* EXERCISE AIM
The response must consist of all the records, retyped exactly.

* AVAILABLE DATA
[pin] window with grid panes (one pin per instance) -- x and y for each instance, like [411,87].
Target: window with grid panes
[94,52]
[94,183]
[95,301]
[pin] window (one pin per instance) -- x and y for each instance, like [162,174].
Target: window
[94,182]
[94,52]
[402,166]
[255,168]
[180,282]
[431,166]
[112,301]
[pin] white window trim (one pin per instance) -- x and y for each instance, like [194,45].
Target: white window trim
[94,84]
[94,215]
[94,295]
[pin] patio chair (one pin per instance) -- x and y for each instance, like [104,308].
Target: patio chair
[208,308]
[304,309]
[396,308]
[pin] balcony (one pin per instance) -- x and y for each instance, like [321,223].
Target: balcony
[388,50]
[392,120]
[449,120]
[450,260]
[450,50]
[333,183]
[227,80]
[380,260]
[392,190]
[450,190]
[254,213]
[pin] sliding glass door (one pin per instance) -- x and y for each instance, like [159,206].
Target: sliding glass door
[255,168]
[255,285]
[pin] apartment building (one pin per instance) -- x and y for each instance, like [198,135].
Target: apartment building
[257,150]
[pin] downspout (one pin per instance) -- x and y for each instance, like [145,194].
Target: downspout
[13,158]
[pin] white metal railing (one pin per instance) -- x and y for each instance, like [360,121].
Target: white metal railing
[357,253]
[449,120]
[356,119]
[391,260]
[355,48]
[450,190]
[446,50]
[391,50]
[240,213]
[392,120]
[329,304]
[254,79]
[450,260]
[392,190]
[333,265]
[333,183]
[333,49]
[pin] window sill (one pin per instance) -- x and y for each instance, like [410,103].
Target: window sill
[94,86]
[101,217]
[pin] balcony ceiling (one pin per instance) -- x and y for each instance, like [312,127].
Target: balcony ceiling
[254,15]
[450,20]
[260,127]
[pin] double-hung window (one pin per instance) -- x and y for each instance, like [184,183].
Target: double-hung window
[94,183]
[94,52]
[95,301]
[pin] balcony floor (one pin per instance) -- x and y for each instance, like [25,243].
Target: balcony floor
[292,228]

* ANSWER FOR THIS EXERCISE
[pin] window with grid panes (one pin per instance) -- x and y for each instance, like [411,87].
Target: window with grid panes
[94,52]
[94,183]
[95,301]
[pin] window (one pin per instance) -- x and y for each instance, like [162,174].
Target: window
[94,182]
[94,52]
[402,166]
[255,168]
[180,282]
[431,166]
[112,301]
[pin] white window trim (one pin per instance) -- x and y for each instance, like [194,45].
Target: white window trim
[94,84]
[94,215]
[94,295]
[pin] patio chair (one pin per instance) -- x and y for each instance, like [104,308].
Target: patio chair
[208,308]
[304,309]
[396,308]
[pin] balcony (one pin per instance) -- x and y for each instance, like [321,223].
Target: balcony
[388,50]
[392,120]
[449,120]
[450,260]
[450,50]
[333,183]
[227,80]
[380,260]
[392,190]
[450,190]
[254,213]
[pin] sliding glass door (one pin per instance) -- x and y for each instance, like [159,206].
Target: sliding glass door
[255,168]
[255,285]
[pin] apartment building (one pin per instance) -- x and y for each instance, like [198,135].
Target: apartment building
[257,150]
[pin] downspout (one pin per instance) -- x and y for each instance, like [145,194].
Target: downspout
[13,158]
[pin] white metal railing (one pin per instance) -- x and y for each instance, like [360,121].
Target: white metal railing
[357,253]
[449,120]
[356,119]
[391,260]
[355,48]
[450,190]
[446,50]
[391,50]
[240,213]
[392,120]
[329,304]
[254,79]
[450,260]
[392,190]
[333,265]
[333,183]
[333,49]
[pin] window sill (one pin per instance) -- x and y for each instance, like [410,103].
Target: window sill
[94,86]
[101,217]
[pin] balcony ceiling (one pin per instance) -- x and y for each instance, like [312,127].
Target: balcony ceiling
[254,15]
[450,20]
[260,127]
[pin] double-hung window (one pin per instance) -- x and y for each instance, like [184,183].
Target: double-hung window
[94,183]
[94,52]
[95,301]
[pin] balcony floor (one pin per instance) -- x and y for each instance, like [25,243].
Target: balcony floor
[292,228]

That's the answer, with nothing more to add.